## Lesetext
-.-.-

Gedenkrede Rede von Bundesratspräsident Reiner Haseloff zum Gedenken an die Verfolgung und Ermordung von Sinti und Roma sowie der Gruppe der Jenischen und Fahrenden

- Es gilt das gesprochene Wort -

Wir gedenken heute der Opfer des nationalsozialistischen Völkermords an Sinti und Roma sowie der Gruppe der Jenischen und anderer Fahrender. Ich begrüße sehr herzlich den Vorsitzenden des Zentralrates Deutscher Sinti und Roma, Herrn Romani Rose, und den Vorsitzenden der Sinti Allianz Deutschland, Herrn Oskar Weiss. Sie sind per Livestream zugeschaltet.

Meine Damen und Herren,
vor 78 Jahren, am 16. Dezember 1942, erging im nationalsozialistischen Deutschland der sogenannte „Auschwitz-Erlass“. Er war der grausame Tiefpunkt einer jahrelangen Verfolgung und Diskriminierung von Sinti und Roma, von Jenischen und Fahrenden. Rund 500.000 von ihnen fielen dem Genozid zum Opfer. Sie verhungerten, wurden brutal misshandelt, vergast oder erschossen, sie starben infolge von Zwangsarbeit oder medizinischen Versuchen. Opferzahlen können uns zwar die schreckliche Dimension dieses Völkermordes vermitteln. Aber Statistiken verraten uns nichts über das Leid, die Gefühle und Ängste der Opfer. Allzu leicht vergessen wir: Hinter jeder Zahl verbirgt sich ein menschliches Schicksal. Umso wichtiger ist das Gedenken. Es gibt den Opfern ihre Würde wieder. Ihr Leiden darf uns nicht gleichgültig sein.

Auch die Überlebenden trugen Narben davon, die nicht verheilten. Hermine Horvath, eine Romni, wurde nach Auschwitz und Ravensbrück deportiert. Im Januar 1958 erklärte sie: "Gerne würde ich noch nochmals von vorne anfangen, wäre ich nur ein gesunder Mensch." Epidemien und Erfrierungen hatten ihre Gesundheit ruiniert. Sie starb zwei Monate später im Alter von 33 Jahren. Auschwitz ist der Inbegriff für die nationalsozialistischen Völkermorde und den schlimmsten Zivilisationsbruch in der Geschichte der Menschheit. Hier wurden, im sogenannten Zigeunerlager, rund 23.000 Häftlinge aus elf europäischen Ländern interniert. Die allermeisten von ihnen wurden qualvoll ermordet. Im Lager wurden 371 Kinder geboren. Keines von ihnen überlebte. Sinti und Roma, Jenische und Fahrende haben Furchtbares unter dem Nationalsozialismus erleiden müssen.

-.-.-

## Arbeitsauftrag
Gib den Absatz der Gedenkrede, der mit „Auch die Überlebenden trugen Narben davon“ beginnt, als kurze Stichpunktliste wieder. Die wesentlichen Fakten müssen erhalten bleiben.

-.-.-

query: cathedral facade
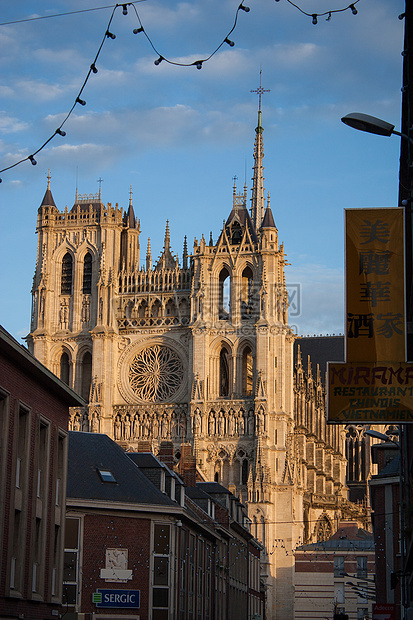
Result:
[28,110,366,620]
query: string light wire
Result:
[0,0,360,183]
[0,0,250,183]
[275,0,360,25]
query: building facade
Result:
[63,432,263,620]
[0,326,84,620]
[28,105,365,620]
[294,521,376,620]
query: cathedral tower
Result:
[28,106,354,620]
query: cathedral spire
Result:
[40,168,56,207]
[125,185,136,228]
[182,235,188,269]
[164,220,171,252]
[251,71,270,230]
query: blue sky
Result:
[0,0,404,339]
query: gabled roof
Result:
[196,482,232,495]
[40,187,56,207]
[225,206,258,243]
[67,431,176,509]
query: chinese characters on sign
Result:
[328,207,413,423]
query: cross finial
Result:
[250,69,271,112]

-.-.-

## Lösung
- Auch die Überlebenden behielten Narben, die nicht verheilten.
- Hermine Horvath, eine Romni, wurde nach Auschwitz und Ravensbrück deportiert.
- Epidemien und Erfrierungen ruinierten ihre Gesundheit.
- Sie starb zwei Monate nach einer Aussage im Januar 1958 im Alter von 33 Jahren.
- Auschwitz gilt als Inbegriff der nationalsozialistischen Völkermorde und als schlimmster Zivilisationsbruch der Menschheitsgeschichte.
- Im sogenannten Zigeunerlager waren rund 23.000 Häftlinge aus elf europäischen Ländern interniert.
- Die allermeisten dieser Häftlinge wurden qualvoll ermordet.
- Im Lager kamen 371 Kinder zur Welt, von denen keines überlebte.
- Sinti und Roma, Jenische und Fahrende erlitten unter dem Nationalsozialismus Furchtbares.